• [Task]:
Starting at the first line of the records below, transcribe each line exactly, ending with the line that contains "Phrase: dry brown leaf".

────────────────

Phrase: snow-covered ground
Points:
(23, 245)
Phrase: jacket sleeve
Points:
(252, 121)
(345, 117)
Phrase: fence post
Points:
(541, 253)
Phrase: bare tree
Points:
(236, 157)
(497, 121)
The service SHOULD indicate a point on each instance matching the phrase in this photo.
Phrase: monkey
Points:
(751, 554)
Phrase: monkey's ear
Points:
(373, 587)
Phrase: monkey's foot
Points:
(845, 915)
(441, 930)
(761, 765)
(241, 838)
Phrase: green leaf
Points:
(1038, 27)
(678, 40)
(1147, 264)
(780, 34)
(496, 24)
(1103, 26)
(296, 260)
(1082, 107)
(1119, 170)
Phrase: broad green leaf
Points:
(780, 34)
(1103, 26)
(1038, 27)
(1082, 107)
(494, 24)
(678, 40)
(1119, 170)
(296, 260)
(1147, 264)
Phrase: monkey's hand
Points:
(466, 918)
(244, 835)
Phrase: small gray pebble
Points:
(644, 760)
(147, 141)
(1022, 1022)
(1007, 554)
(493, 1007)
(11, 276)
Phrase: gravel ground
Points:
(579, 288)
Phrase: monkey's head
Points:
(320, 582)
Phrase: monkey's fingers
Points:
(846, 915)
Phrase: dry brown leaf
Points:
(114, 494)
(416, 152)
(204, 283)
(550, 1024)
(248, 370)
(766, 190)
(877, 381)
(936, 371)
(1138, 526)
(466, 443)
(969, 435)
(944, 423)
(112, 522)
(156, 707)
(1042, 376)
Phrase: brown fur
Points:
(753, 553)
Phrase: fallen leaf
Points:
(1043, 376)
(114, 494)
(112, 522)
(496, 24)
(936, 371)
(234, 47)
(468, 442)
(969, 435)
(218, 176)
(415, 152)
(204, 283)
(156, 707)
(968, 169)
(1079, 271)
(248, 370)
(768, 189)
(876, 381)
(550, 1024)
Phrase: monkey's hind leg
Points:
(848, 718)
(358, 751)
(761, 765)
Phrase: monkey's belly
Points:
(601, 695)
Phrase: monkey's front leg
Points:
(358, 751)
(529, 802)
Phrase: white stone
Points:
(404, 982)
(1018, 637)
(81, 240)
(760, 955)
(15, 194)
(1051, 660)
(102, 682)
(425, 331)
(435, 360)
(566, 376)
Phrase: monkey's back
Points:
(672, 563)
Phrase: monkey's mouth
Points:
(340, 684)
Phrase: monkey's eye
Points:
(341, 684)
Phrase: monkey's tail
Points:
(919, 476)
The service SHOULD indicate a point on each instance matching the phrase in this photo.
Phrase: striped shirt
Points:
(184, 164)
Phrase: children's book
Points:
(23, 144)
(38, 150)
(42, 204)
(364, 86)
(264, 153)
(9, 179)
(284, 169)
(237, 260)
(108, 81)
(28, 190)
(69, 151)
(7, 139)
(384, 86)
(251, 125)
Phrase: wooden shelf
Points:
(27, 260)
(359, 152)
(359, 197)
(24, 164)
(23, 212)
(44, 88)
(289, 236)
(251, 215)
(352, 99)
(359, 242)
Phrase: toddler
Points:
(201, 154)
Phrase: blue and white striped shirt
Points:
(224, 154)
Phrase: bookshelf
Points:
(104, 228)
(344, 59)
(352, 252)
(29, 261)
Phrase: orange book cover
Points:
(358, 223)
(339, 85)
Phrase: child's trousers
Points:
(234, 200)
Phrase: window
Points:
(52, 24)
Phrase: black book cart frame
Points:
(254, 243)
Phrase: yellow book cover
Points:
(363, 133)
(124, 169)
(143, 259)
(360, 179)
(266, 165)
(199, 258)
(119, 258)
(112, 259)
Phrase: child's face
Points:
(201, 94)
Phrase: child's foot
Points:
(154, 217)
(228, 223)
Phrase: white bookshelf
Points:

────────────────

• [Answer box]:
Phrase: snow-covered ground
Points:
(23, 245)
Phrase: jacket sleeve
Points:
(252, 121)
(345, 117)
Phrase: fence post
Points:
(541, 253)
Phrase: bare tree
Points:
(236, 157)
(497, 121)
The service SHOULD indicate a point on each instance matching the phrase in this photo.
Phrase: monkey
Points:
(751, 554)
Phrase: monkey's ear
Points:
(373, 587)
Phrase: monkey's foot
Points:
(845, 915)
(441, 930)
(761, 765)
(241, 838)
Phrase: green leaf
Points:
(1038, 27)
(678, 40)
(1147, 264)
(780, 34)
(496, 24)
(1103, 26)
(296, 260)
(1082, 107)
(1119, 170)
Phrase: broad green leaf
Points:
(780, 34)
(1103, 26)
(1038, 27)
(1082, 107)
(494, 24)
(678, 40)
(1119, 170)
(296, 260)
(1147, 264)
Phrase: monkey's hand
Points:
(466, 918)
(244, 835)
Phrase: small gray pebble
Points:
(644, 760)
(147, 141)
(1022, 1022)
(1007, 554)
(493, 1007)
(11, 276)
Phrase: gravel ground
Points:
(579, 288)
Phrase: monkey's head
Points:
(320, 582)
Phrase: monkey's fingers
Points:
(846, 915)
Phrase: dry brown leaf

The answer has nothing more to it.